Data extracted from a collection:
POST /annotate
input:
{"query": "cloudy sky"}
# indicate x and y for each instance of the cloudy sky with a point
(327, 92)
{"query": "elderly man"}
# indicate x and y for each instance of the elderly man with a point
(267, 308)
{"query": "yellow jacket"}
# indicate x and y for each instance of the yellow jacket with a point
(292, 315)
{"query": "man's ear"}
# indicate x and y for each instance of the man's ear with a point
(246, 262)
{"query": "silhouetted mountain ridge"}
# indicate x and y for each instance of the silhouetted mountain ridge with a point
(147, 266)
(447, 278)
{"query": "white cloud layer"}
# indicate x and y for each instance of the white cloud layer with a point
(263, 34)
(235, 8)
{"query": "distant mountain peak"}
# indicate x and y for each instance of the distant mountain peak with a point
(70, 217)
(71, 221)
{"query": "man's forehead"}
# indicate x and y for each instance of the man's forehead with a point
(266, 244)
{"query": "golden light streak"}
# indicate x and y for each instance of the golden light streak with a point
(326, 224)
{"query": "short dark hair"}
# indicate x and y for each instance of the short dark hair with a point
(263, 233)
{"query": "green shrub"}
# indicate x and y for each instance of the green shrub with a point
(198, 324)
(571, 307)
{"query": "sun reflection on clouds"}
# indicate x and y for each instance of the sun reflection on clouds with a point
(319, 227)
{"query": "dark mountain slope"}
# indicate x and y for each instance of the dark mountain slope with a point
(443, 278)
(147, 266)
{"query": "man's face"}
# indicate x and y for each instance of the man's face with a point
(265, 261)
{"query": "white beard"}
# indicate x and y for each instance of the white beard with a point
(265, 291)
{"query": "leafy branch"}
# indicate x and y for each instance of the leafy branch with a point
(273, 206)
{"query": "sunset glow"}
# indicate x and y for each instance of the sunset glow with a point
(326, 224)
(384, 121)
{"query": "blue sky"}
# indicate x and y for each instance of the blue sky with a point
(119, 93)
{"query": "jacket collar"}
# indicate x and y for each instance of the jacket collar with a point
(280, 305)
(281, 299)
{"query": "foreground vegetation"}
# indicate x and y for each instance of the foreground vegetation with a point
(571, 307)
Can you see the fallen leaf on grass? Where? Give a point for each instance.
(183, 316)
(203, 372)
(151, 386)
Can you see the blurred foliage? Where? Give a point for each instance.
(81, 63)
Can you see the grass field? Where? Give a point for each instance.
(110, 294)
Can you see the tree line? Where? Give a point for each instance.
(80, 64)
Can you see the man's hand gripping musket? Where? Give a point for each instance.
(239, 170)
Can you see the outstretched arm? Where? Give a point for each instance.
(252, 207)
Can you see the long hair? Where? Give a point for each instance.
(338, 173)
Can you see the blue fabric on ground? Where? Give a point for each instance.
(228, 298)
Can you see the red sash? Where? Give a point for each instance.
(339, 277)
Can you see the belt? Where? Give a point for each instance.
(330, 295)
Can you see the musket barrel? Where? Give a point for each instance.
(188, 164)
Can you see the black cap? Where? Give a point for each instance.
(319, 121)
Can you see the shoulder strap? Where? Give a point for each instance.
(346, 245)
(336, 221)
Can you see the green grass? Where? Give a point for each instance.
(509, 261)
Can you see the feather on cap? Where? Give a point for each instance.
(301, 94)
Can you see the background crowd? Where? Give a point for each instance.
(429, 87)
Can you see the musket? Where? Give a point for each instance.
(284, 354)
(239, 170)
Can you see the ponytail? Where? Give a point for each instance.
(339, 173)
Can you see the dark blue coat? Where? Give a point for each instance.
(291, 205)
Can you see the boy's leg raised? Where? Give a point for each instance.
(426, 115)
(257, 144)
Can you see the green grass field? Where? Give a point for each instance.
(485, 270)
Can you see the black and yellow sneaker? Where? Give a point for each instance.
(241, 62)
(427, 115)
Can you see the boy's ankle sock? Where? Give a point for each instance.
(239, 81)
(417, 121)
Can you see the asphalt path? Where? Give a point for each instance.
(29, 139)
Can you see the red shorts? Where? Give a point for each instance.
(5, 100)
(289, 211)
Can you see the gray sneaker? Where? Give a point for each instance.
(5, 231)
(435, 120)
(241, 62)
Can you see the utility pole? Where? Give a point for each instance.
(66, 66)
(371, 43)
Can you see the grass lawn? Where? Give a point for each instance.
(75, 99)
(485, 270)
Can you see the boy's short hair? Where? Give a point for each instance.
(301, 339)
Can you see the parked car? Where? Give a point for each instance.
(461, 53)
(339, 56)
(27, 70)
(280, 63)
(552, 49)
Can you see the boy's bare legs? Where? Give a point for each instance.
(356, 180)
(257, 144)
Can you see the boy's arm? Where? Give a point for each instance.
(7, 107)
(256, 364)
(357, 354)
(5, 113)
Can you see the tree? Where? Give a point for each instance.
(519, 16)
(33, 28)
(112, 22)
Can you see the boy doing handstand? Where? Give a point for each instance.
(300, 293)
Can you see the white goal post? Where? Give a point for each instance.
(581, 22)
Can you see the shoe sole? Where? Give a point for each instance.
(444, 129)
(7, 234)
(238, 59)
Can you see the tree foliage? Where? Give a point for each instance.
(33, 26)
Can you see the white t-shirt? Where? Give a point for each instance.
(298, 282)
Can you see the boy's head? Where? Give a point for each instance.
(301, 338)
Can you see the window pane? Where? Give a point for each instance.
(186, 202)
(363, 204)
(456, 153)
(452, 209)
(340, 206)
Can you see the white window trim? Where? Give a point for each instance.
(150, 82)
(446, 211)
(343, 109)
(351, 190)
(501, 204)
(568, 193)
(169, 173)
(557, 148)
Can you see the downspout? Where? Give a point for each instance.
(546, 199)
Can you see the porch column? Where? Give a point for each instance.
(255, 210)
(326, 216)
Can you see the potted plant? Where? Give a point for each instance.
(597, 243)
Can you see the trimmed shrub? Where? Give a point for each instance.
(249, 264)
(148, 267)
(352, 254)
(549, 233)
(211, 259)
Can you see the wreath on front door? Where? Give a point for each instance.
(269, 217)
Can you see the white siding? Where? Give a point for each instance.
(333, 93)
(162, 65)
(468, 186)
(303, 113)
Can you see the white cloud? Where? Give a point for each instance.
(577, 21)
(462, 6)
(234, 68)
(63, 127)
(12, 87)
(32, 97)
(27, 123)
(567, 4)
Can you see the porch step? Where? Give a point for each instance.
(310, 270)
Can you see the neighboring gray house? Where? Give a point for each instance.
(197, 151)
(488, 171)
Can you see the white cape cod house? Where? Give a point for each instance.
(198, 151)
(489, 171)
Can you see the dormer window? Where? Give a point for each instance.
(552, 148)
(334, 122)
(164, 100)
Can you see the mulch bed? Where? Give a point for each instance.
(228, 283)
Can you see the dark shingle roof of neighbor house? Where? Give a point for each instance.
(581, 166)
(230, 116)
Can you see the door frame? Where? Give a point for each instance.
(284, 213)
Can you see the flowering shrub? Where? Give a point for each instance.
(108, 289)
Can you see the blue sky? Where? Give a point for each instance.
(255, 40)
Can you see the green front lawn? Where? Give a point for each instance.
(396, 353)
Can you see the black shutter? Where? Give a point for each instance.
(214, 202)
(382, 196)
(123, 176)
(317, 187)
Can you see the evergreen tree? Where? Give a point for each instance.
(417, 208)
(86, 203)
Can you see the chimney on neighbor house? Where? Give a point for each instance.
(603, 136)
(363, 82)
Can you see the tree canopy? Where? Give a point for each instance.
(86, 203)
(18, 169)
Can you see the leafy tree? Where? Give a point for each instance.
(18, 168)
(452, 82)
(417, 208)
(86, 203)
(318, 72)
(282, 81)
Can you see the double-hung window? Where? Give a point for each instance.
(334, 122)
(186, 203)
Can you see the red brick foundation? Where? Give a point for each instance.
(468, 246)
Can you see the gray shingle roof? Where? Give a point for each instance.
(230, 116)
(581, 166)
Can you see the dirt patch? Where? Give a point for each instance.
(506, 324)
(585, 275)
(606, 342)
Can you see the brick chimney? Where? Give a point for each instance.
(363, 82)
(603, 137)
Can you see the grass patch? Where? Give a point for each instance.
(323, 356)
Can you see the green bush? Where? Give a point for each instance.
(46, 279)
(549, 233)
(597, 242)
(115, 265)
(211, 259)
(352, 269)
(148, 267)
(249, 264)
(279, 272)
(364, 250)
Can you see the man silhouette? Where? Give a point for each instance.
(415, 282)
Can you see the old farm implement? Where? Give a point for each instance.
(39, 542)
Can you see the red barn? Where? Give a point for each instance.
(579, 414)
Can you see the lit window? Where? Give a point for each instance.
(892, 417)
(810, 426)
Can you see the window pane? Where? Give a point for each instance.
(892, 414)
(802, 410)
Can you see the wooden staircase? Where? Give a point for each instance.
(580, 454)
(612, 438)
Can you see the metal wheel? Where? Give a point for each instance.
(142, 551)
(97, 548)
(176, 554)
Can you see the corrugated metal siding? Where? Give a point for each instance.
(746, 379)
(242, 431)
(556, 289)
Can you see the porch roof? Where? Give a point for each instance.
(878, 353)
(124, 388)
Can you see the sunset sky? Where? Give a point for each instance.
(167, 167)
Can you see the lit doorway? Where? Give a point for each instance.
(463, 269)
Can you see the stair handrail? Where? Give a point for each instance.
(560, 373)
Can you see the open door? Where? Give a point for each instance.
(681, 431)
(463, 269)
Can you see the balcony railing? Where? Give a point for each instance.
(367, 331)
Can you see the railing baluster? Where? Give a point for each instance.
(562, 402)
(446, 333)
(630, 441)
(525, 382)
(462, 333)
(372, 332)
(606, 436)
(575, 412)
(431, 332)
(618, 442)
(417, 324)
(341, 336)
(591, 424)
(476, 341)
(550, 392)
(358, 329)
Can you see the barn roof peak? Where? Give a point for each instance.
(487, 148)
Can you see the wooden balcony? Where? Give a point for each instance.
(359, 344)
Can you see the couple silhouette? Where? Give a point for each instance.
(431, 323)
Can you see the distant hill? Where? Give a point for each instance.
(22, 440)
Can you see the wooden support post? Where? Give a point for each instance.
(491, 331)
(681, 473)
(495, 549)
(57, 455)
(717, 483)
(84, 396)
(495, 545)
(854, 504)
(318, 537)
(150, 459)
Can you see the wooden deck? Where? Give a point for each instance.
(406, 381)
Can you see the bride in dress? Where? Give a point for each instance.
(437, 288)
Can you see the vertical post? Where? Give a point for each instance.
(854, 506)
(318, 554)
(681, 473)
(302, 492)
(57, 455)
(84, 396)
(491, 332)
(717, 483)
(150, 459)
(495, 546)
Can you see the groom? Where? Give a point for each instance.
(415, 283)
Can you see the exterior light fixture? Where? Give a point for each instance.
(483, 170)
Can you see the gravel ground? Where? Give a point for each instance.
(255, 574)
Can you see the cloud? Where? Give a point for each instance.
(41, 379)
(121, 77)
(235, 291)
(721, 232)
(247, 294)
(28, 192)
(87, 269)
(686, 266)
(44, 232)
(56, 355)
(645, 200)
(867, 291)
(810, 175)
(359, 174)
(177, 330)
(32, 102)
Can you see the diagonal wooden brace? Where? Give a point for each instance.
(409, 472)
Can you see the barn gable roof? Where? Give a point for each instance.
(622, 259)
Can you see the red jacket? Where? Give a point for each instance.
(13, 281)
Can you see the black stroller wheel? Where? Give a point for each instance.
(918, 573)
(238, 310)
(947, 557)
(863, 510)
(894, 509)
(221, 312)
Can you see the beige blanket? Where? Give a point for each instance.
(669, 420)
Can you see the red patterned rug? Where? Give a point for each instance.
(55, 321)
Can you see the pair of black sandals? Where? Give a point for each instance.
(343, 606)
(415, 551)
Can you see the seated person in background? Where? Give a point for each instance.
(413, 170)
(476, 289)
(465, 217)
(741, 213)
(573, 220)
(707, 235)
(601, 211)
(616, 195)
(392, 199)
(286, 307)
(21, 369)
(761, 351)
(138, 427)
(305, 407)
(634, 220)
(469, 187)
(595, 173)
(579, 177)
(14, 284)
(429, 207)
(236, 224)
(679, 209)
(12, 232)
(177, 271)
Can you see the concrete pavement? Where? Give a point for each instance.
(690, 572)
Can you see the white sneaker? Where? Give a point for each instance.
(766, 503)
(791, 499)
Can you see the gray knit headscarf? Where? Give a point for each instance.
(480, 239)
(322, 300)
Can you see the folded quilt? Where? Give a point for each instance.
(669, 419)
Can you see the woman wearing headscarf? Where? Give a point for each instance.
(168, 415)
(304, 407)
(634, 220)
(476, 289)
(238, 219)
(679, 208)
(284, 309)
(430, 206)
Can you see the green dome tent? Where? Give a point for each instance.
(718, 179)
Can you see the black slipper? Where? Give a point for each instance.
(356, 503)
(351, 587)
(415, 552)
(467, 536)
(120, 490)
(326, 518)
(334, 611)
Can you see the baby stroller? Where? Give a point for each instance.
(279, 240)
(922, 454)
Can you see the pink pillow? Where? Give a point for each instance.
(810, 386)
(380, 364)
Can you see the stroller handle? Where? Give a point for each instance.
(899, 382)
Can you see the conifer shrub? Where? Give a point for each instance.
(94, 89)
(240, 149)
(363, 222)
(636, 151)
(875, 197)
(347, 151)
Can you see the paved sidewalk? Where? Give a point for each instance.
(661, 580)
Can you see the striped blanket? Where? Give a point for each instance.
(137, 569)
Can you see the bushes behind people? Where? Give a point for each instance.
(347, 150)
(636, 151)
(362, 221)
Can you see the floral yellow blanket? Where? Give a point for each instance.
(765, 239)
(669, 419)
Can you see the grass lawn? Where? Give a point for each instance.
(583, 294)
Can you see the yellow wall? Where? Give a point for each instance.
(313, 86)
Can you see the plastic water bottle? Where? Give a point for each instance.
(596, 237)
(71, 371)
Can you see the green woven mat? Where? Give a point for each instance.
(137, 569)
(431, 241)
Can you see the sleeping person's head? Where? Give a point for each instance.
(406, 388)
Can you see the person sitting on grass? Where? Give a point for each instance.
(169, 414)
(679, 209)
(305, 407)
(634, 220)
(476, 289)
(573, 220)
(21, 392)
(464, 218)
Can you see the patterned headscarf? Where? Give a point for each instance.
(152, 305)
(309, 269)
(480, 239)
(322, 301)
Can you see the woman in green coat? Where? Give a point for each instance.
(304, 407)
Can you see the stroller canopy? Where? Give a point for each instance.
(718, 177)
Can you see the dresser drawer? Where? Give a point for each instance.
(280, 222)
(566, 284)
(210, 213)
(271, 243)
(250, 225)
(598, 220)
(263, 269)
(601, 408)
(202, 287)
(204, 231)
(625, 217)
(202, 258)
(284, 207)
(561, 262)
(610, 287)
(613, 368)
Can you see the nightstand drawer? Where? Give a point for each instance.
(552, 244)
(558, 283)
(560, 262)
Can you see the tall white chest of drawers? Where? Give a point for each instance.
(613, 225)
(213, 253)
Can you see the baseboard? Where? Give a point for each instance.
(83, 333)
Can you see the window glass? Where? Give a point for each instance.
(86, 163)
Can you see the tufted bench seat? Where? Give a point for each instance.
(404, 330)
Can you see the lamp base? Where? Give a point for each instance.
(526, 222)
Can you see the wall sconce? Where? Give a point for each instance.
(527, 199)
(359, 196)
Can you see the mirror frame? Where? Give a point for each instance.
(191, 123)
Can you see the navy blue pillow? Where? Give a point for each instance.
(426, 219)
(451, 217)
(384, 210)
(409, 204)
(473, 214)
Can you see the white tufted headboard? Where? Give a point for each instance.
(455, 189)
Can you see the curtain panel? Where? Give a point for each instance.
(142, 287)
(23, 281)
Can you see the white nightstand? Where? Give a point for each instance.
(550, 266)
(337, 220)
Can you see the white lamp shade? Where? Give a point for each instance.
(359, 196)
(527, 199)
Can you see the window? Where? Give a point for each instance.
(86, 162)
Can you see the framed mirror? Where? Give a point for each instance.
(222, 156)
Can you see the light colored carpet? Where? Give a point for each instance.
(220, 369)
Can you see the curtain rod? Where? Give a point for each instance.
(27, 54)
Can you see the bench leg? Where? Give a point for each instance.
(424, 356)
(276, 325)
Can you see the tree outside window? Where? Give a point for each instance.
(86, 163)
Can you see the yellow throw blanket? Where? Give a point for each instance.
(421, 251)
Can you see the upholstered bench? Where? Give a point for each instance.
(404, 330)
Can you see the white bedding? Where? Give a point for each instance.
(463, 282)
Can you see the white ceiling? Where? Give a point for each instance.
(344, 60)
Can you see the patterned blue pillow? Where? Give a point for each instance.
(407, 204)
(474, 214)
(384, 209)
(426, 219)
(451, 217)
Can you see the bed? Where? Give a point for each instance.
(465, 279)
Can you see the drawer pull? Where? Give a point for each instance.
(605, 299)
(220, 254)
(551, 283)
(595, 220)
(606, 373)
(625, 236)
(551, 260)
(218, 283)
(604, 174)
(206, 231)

What you should do: Copy each line, exactly, that falls between the line containing "Can you see the bench" and the end of the entries, both included.

The answer:
Can you see the bench leg? Where? Give a point for each instance.
(424, 356)
(276, 325)
Can you see the tree outside window? Where? Give a point for each instance.
(86, 163)
Can you see the yellow throw blanket? Where? Give a point for each instance.
(421, 251)
Can you see the upholstered bench? Where? Give a point for each instance.
(404, 330)
Can you see the white bedding? Where? Give a point for each instance.
(463, 282)
Can you see the white ceiling? Where? Give a point for each instance.
(344, 60)
Can you see the patterned blue pillow? Where? Give a point for each instance.
(407, 204)
(474, 214)
(384, 209)
(426, 219)
(451, 217)
Can you see the bed? Where? Give a point for each instance.
(465, 279)
Can you see the drawer pull? Where? Give a point for each instance.
(605, 299)
(220, 254)
(551, 283)
(595, 220)
(606, 373)
(625, 236)
(551, 260)
(218, 283)
(604, 174)
(206, 231)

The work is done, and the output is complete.